*** Begin section ***

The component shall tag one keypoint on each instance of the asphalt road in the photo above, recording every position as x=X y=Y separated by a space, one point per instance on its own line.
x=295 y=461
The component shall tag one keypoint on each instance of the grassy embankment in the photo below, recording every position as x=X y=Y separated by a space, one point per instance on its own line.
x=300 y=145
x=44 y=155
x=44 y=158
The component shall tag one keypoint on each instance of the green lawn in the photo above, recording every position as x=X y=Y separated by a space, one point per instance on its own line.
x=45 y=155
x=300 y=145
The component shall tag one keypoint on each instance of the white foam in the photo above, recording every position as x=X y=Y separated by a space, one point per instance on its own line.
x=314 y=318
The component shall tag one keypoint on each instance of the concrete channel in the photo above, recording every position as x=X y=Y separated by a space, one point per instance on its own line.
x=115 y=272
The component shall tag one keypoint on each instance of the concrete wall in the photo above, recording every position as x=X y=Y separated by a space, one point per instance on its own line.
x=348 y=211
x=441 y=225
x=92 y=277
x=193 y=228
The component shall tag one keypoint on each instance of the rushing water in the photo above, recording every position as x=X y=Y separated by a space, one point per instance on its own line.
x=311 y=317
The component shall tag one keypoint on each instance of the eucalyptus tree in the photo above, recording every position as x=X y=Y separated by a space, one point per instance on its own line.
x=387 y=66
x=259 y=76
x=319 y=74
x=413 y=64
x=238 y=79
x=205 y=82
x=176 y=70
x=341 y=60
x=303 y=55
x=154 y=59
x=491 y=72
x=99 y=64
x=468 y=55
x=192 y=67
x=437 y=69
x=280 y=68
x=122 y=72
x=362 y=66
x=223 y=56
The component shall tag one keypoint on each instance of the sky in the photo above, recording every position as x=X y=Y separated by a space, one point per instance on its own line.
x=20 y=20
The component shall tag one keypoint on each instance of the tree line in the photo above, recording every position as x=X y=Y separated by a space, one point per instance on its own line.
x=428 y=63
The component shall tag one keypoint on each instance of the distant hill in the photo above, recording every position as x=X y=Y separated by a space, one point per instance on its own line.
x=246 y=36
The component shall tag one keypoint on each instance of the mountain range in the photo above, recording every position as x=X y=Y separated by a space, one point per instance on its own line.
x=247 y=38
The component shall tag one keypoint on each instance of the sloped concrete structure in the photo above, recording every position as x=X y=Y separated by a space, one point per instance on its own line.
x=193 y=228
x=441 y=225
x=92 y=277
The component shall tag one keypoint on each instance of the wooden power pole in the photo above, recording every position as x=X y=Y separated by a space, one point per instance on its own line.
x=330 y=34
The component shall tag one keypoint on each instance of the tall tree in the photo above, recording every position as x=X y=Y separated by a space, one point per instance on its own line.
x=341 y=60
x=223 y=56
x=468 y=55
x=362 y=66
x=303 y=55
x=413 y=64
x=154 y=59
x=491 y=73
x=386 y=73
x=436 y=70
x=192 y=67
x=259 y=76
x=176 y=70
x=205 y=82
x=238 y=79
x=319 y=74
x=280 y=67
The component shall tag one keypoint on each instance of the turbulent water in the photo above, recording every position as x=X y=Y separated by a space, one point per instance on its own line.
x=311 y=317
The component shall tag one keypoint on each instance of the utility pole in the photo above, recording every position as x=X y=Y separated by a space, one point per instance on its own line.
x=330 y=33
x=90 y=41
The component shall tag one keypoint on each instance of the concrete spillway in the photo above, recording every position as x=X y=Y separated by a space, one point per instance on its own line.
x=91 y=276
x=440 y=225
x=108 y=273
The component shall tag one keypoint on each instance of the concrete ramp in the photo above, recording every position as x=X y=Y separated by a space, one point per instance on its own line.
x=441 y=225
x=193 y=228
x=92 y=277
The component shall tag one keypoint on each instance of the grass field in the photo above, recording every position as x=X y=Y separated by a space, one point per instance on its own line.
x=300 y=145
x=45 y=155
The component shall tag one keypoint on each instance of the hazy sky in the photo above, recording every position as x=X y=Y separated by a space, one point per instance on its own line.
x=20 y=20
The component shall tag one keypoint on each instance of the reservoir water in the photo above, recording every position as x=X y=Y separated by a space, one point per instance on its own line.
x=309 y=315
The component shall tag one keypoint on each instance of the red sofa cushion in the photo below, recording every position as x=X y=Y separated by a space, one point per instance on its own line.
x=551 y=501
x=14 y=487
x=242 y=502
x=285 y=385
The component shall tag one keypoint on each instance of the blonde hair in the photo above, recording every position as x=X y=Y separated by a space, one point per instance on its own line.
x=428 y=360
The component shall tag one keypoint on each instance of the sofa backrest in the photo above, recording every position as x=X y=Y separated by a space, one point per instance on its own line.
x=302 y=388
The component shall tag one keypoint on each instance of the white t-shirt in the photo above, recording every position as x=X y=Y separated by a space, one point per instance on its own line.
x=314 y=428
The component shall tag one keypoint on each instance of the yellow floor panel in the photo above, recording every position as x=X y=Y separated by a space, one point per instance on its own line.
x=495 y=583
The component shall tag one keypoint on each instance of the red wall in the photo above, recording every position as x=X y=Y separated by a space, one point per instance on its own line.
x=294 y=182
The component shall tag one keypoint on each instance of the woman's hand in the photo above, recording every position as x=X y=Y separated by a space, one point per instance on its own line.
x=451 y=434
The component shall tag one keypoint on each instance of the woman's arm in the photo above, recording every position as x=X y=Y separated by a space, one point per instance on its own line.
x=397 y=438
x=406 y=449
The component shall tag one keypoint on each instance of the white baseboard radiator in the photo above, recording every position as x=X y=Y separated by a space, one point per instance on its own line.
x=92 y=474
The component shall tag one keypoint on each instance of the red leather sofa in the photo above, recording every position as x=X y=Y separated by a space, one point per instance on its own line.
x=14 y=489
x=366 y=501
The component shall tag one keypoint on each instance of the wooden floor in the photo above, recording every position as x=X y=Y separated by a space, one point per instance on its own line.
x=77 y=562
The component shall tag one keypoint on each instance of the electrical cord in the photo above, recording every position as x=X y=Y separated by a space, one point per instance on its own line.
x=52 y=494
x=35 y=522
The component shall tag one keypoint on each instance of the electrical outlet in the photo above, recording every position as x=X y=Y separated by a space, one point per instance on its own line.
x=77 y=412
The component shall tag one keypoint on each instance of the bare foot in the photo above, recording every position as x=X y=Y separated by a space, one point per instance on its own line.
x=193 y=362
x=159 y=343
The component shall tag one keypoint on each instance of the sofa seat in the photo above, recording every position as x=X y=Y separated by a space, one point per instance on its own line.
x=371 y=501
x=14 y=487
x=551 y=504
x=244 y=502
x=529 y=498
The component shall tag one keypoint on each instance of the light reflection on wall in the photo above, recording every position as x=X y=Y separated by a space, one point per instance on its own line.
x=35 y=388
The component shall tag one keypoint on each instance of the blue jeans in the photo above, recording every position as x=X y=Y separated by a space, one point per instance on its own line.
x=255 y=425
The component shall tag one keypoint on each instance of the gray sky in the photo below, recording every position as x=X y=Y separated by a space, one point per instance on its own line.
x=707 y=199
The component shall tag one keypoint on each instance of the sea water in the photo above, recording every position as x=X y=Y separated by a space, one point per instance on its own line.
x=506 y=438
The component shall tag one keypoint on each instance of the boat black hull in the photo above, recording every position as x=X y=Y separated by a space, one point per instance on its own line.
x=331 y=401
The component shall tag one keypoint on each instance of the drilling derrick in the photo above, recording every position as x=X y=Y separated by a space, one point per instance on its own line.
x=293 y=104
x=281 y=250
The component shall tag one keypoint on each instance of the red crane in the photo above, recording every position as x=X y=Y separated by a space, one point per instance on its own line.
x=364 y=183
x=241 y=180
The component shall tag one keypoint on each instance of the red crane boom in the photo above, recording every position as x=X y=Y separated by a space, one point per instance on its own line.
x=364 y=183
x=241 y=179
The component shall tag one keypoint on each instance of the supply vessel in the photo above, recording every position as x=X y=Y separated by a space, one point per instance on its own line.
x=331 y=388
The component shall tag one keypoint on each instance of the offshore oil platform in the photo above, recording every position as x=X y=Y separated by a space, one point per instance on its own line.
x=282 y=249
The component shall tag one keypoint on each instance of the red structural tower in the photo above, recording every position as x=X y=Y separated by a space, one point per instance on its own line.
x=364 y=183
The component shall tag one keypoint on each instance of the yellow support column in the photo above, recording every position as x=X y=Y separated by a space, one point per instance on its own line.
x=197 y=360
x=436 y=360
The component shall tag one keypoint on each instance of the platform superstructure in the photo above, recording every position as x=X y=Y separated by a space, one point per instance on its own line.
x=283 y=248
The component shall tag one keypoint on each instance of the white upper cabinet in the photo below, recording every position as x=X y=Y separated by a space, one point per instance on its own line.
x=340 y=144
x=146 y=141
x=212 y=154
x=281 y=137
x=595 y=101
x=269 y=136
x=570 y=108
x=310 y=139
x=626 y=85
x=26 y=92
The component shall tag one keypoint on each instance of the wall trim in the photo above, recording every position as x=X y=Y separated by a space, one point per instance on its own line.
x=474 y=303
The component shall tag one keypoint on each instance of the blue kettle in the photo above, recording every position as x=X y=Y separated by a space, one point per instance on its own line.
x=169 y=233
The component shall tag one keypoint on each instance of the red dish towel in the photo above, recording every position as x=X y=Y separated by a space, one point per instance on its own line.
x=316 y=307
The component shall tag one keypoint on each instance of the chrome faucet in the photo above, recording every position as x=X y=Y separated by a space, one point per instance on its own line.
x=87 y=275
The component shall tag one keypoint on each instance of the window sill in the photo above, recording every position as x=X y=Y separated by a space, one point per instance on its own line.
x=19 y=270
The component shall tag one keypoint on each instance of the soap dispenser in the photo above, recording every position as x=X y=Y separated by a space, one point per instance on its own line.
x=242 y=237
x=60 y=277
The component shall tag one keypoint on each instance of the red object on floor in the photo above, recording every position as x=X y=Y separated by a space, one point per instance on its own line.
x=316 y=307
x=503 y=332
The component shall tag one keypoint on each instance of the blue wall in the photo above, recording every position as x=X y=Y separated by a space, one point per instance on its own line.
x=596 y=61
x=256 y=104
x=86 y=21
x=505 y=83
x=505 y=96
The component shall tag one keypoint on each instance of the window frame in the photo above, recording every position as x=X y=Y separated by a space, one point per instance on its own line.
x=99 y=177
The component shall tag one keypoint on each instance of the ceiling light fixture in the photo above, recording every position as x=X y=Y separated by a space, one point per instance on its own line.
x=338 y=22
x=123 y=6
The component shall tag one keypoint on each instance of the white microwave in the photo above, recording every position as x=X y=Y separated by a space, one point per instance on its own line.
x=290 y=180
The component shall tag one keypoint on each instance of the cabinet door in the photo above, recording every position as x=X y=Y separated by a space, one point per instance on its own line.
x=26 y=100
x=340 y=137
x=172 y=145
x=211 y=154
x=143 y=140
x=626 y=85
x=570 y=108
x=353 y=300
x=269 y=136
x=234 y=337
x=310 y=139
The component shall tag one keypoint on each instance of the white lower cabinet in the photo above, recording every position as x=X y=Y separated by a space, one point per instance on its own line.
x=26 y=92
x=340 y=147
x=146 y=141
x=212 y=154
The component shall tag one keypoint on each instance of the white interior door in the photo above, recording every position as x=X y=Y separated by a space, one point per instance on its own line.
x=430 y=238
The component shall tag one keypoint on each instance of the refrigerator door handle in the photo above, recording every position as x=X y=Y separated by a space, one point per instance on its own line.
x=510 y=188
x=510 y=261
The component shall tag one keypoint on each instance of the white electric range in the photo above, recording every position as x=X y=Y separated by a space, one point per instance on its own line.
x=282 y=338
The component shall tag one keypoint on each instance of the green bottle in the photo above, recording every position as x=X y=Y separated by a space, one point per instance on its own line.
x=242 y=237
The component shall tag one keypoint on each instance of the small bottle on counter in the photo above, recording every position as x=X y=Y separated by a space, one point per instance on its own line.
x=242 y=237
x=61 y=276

*** End section ***

*ASSIGNMENT:* Starting with the line that holds "of the ceiling", copy every line through the end of the data above. Reproduce them exactly, with no other material.

*SOLUTION:*
The component shall tag one keypoint on each instance of the ceiling light fixture in the photo above, recording every position as x=X y=Y separated by a space, one point per instance on its own line.
x=338 y=22
x=123 y=6
The component shall tag one keypoint on each instance of the white microwave in the photo above, recording every position as x=X y=Y separated by a space, one point per instance on its own line.
x=290 y=180
The component shall tag one keypoint on each instance of the cabinet door in the photo above, recording every position as x=X y=Y separated by a space, one point per instance on its own line.
x=26 y=100
x=340 y=137
x=172 y=145
x=211 y=154
x=143 y=140
x=626 y=85
x=570 y=108
x=353 y=300
x=269 y=136
x=234 y=337
x=310 y=139
The component shall tag one keypoint on each instance of the white lower cabinet in the photo above, recording every position as x=X y=Y separated by a space, one point per instance on its own line.
x=26 y=92
x=340 y=147
x=146 y=141
x=212 y=154
The component shall tag one keypoint on each instance of the white interior door in the photo above, recording every position as x=X y=Y separated by a space, one point per instance on its own line.
x=430 y=238
The component shall tag one keypoint on each instance of the refrigerator door handle in the photo above, recording every position as x=X y=Y separated by a space, one point per instance on its own line.
x=510 y=188
x=510 y=261
The component shall tag one keypoint on each instance of the white electric range in the photo above, recording every position as x=X y=Y separated by a space, one point per instance on its own line.
x=282 y=338
The component shall tag one keypoint on each instance of the green bottle in the photo above, recording every position as x=X y=Y separated by a space, one point per instance on its own line.
x=242 y=237
The component shall tag one keypoint on each instance of the small bottle on counter in the photo above, recording every position as x=X y=Y separated by a space, one point per instance on its own line.
x=242 y=237
x=61 y=276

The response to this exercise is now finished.